** START SUPPLIED RECORDS **
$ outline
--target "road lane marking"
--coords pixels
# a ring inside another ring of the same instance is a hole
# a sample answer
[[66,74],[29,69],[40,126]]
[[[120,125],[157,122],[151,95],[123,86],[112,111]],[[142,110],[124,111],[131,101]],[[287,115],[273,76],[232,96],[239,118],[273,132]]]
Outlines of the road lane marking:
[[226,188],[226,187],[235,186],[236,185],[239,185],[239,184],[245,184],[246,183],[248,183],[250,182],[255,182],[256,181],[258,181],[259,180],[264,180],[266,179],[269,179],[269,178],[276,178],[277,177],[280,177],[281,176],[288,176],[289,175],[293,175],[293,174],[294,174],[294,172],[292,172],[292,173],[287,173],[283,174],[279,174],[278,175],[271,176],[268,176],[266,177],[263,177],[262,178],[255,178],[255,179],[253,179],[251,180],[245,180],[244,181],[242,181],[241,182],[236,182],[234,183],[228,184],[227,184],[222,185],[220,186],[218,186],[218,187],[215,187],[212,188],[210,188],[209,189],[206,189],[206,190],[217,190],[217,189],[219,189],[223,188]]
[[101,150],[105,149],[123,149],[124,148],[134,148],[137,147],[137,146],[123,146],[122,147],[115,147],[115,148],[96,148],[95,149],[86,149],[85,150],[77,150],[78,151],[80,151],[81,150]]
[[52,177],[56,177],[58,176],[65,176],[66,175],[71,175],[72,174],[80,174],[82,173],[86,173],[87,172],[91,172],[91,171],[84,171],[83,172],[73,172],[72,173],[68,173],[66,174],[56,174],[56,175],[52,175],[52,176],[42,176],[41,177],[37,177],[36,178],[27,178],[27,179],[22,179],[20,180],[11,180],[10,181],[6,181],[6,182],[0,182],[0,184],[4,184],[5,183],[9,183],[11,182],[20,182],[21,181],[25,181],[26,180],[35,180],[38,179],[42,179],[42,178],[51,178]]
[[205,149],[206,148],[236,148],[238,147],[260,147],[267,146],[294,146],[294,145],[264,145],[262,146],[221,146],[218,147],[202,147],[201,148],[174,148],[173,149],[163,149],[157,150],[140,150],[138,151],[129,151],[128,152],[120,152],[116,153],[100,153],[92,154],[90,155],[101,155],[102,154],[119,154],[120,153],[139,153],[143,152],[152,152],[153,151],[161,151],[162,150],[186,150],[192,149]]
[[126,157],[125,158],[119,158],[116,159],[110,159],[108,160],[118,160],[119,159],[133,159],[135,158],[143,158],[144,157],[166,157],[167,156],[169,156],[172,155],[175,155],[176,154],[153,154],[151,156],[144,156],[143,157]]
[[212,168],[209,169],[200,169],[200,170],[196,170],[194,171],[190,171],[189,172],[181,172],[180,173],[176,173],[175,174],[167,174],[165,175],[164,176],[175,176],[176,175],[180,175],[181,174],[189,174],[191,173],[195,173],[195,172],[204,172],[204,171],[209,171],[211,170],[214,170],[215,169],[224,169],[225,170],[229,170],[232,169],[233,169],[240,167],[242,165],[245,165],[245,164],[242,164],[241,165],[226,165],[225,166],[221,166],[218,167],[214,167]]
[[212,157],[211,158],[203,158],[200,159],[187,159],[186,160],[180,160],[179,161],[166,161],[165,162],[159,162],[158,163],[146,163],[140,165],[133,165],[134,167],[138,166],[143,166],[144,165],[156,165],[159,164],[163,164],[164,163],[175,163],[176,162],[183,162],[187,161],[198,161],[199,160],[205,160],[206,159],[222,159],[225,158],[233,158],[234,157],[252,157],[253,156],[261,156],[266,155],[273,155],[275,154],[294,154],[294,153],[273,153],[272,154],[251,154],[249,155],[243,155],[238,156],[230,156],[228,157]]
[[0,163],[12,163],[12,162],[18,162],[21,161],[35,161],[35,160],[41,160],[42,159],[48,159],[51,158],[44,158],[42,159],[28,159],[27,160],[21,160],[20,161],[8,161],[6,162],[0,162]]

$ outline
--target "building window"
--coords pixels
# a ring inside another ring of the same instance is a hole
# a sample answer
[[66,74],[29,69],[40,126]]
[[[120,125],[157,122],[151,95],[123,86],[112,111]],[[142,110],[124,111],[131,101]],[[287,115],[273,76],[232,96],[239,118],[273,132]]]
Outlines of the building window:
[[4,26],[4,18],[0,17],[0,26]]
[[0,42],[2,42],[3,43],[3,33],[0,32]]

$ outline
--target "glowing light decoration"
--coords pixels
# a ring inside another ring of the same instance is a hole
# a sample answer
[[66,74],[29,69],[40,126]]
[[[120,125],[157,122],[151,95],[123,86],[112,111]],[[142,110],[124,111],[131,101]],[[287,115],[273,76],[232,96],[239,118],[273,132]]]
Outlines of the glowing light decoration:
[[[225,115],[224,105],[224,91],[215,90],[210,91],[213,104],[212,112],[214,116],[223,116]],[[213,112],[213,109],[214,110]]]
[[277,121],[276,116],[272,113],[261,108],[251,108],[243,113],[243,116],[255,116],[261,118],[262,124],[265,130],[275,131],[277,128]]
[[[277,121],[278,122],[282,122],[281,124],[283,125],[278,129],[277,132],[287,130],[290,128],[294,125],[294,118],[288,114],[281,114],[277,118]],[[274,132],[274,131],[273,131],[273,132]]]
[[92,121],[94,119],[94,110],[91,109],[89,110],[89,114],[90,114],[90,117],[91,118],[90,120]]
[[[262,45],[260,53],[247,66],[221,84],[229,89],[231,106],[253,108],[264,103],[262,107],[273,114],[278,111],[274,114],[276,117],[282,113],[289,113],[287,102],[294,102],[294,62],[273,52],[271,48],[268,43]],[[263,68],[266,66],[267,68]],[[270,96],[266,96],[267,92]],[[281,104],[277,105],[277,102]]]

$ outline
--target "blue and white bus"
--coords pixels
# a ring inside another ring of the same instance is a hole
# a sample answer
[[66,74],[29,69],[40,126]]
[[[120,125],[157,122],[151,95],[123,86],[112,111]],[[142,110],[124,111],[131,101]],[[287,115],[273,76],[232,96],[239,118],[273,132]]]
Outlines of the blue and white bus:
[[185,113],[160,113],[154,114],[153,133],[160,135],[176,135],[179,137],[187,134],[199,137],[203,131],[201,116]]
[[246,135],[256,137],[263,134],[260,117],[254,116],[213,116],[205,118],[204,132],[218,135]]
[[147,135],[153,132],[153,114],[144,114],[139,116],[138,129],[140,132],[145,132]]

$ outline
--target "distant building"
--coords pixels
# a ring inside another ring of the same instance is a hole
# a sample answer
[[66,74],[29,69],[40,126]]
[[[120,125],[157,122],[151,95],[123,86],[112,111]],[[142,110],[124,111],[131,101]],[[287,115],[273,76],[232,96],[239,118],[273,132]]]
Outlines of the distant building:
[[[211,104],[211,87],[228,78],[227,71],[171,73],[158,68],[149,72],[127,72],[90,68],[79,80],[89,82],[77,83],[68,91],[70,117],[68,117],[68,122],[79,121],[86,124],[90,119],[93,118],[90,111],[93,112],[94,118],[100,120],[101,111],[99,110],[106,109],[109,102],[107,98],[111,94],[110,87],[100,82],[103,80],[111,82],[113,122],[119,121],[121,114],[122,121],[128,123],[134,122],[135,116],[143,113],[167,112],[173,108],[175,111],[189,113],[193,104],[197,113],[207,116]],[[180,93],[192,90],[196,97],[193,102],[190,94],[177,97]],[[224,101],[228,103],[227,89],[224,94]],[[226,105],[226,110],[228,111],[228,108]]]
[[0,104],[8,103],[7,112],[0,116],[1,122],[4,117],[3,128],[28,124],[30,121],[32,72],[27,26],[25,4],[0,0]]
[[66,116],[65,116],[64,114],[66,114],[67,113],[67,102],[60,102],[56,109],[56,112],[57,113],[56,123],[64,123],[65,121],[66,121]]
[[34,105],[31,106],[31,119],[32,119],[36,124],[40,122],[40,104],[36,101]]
** END SUPPLIED RECORDS **
__WHAT THE EXERCISE ASKS__
Return every record above exactly as it appears.

__OUTPUT OF THE EXERCISE__
$ outline
--target "road lane marking"
--coords pixels
# a ring inside another ring of the same instance is a hole
# a sample answer
[[66,74],[29,69],[40,126]]
[[[120,125],[157,122],[151,95],[123,86],[112,111]],[[142,110],[124,111],[131,101]],[[287,115],[273,76],[232,96],[239,118],[273,132]]]
Outlines of the road lane marking:
[[226,188],[226,187],[235,186],[236,185],[239,185],[239,184],[245,184],[246,183],[248,183],[250,182],[255,182],[256,181],[258,181],[259,180],[264,180],[266,179],[269,179],[269,178],[276,178],[277,177],[280,177],[281,176],[288,176],[289,175],[293,175],[293,174],[294,174],[294,172],[292,172],[292,173],[287,173],[283,174],[279,174],[278,175],[271,176],[268,176],[266,177],[263,177],[262,178],[255,178],[255,179],[253,179],[251,180],[245,180],[244,181],[242,181],[241,182],[236,182],[234,183],[228,184],[227,184],[222,185],[220,186],[218,186],[218,187],[215,187],[212,188],[210,188],[209,189],[206,189],[206,190],[217,190],[217,189],[219,189],[223,188]]
[[101,150],[105,149],[123,149],[124,148],[134,148],[137,147],[137,146],[123,146],[122,147],[115,147],[115,148],[96,148],[95,149],[86,149],[85,150],[77,150],[78,151],[80,151],[81,150]]
[[52,177],[56,177],[58,176],[65,176],[66,175],[71,175],[72,174],[80,174],[82,173],[86,173],[87,172],[91,172],[91,171],[84,171],[83,172],[73,172],[72,173],[68,173],[66,174],[56,174],[56,175],[52,175],[52,176],[42,176],[41,177],[37,177],[36,178],[27,178],[27,179],[22,179],[20,180],[11,180],[10,181],[6,181],[6,182],[0,182],[0,184],[4,184],[5,183],[9,183],[11,182],[20,182],[21,181],[25,181],[26,180],[35,180],[38,179],[42,179],[42,178],[51,178]]
[[205,149],[206,148],[236,148],[238,147],[260,147],[267,146],[294,146],[294,145],[264,145],[262,146],[221,146],[218,147],[202,147],[201,148],[174,148],[173,149],[163,149],[157,150],[140,150],[138,151],[129,151],[128,152],[120,152],[116,153],[100,153],[92,154],[90,155],[101,155],[102,154],[119,154],[120,153],[139,153],[143,152],[152,152],[153,151],[161,151],[162,150],[186,150],[192,149]]
[[126,157],[125,158],[119,158],[116,159],[110,159],[108,160],[118,160],[119,159],[133,159],[135,158],[143,158],[144,157],[166,157],[167,156],[169,156],[172,155],[175,155],[176,154],[153,154],[151,156],[144,156],[143,157]]
[[212,168],[209,169],[200,169],[200,170],[196,170],[194,171],[190,171],[189,172],[181,172],[180,173],[176,173],[175,174],[167,174],[165,175],[164,176],[175,176],[176,175],[180,175],[181,174],[189,174],[191,173],[195,173],[195,172],[204,172],[204,171],[209,171],[211,170],[214,170],[215,169],[224,169],[225,170],[229,170],[232,169],[233,169],[240,167],[242,165],[245,165],[245,164],[242,164],[241,165],[226,165],[225,166],[221,166],[218,167],[214,167]]
[[212,157],[211,158],[203,158],[200,159],[187,159],[186,160],[180,160],[179,161],[166,161],[165,162],[159,162],[158,163],[146,163],[140,165],[133,165],[134,167],[138,166],[143,166],[144,165],[156,165],[159,164],[163,164],[164,163],[175,163],[176,162],[183,162],[187,161],[198,161],[199,160],[205,160],[206,159],[222,159],[225,158],[233,158],[234,157],[252,157],[253,156],[261,156],[266,155],[273,155],[275,154],[294,154],[294,153],[273,153],[272,154],[251,154],[249,155],[243,155],[238,156],[230,156],[228,157]]
[[0,163],[12,163],[12,162],[18,162],[21,161],[35,161],[35,160],[41,160],[42,159],[48,159],[51,158],[44,158],[42,159],[28,159],[27,160],[21,160],[20,161],[8,161],[6,162],[0,162]]

$ outline
--target "building window"
--coords pixels
# a ring inside another ring of the same instance is a hole
# a sample answer
[[66,74],[29,69],[40,126]]
[[[120,125],[157,122],[151,95],[123,86],[112,111]],[[142,110],[124,111],[131,101]],[[287,115],[273,76],[232,96],[239,118],[273,132]]]
Outlines of the building window:
[[4,26],[4,18],[0,17],[0,26]]
[[0,42],[2,42],[3,43],[3,33],[0,32]]

$ outline
--target "glowing light decoration"
--coords pixels
# a ring inside another ring of the same instance is a hole
# a sample answer
[[66,74],[29,69],[40,126]]
[[[120,125],[157,122],[151,95],[123,86],[112,111]],[[142,110],[124,111],[131,101]],[[287,115],[273,76],[232,96],[239,118],[273,132]]]
Outlines of the glowing light decoration:
[[[225,115],[224,105],[224,91],[215,90],[210,91],[213,104],[212,112],[214,116],[223,116]],[[213,112],[213,109],[214,110]]]
[[277,121],[276,116],[272,113],[261,108],[251,108],[243,113],[243,116],[255,116],[261,118],[262,124],[265,130],[275,131],[277,128]]
[[[277,121],[278,122],[282,122],[281,124],[283,125],[278,129],[277,132],[287,130],[290,128],[294,125],[294,118],[288,114],[281,114],[277,118]],[[274,132],[274,131],[273,131],[273,132]]]
[[92,121],[94,119],[94,110],[91,109],[89,110],[89,114],[90,114],[90,117],[91,118],[90,120]]
[[[262,45],[260,53],[247,66],[221,84],[229,89],[231,106],[253,108],[264,103],[262,107],[273,114],[278,111],[274,114],[276,117],[282,113],[289,113],[287,102],[294,102],[294,62],[273,52],[271,48],[268,43]],[[263,68],[266,66],[267,68]],[[270,96],[266,96],[267,92]],[[281,104],[277,105],[277,102]]]

$ outline
--target "blue and white bus"
--coords pixels
# a ring inside another ring of the same instance is a hole
# a sample answer
[[66,74],[29,69],[40,126]]
[[[120,125],[157,122],[151,95],[123,86],[112,111]],[[142,110],[124,111],[131,101]],[[287,115],[273,76],[232,96],[239,118],[273,132]]]
Outlines of the blue and white bus:
[[185,113],[160,113],[154,114],[153,133],[160,135],[176,135],[179,137],[187,134],[199,137],[203,131],[201,116]]
[[246,135],[256,137],[263,134],[260,117],[254,116],[213,116],[205,118],[204,132],[218,135]]
[[147,135],[153,132],[153,114],[144,114],[139,116],[138,129],[140,132],[145,132]]

$ outline
--target "distant building"
--coords pixels
# a ring inside another ring of the same instance is a hole
# a sample answer
[[66,74],[29,69],[40,126]]
[[[120,125],[157,122],[151,95],[123,86],[112,111]],[[142,110],[124,111],[131,101]],[[287,115],[273,76],[232,96],[239,118],[273,132]]]
Outlines of the distant building:
[[[211,104],[211,87],[228,78],[227,71],[171,73],[158,68],[149,72],[127,72],[90,68],[79,80],[89,82],[77,83],[68,91],[70,117],[68,117],[68,122],[79,121],[86,124],[90,119],[93,118],[90,111],[93,112],[94,118],[100,120],[101,111],[99,110],[106,109],[109,102],[107,98],[111,94],[110,87],[100,82],[103,80],[111,82],[113,122],[119,121],[121,114],[122,121],[128,123],[134,122],[135,116],[143,113],[167,112],[173,108],[175,111],[189,113],[193,104],[197,113],[207,116]],[[180,93],[192,90],[196,97],[193,102],[190,94],[177,97]],[[224,101],[228,103],[227,89],[224,94]],[[226,105],[226,110],[228,111],[228,108]]]
[[0,104],[8,103],[7,112],[0,116],[1,122],[4,117],[3,128],[28,124],[30,121],[32,72],[27,26],[25,4],[0,0]]
[[66,116],[65,116],[64,114],[66,114],[67,113],[67,102],[60,102],[56,109],[56,112],[57,113],[56,123],[64,123],[65,121],[66,121]]
[[34,105],[31,106],[31,119],[32,119],[36,124],[40,122],[40,104],[36,101]]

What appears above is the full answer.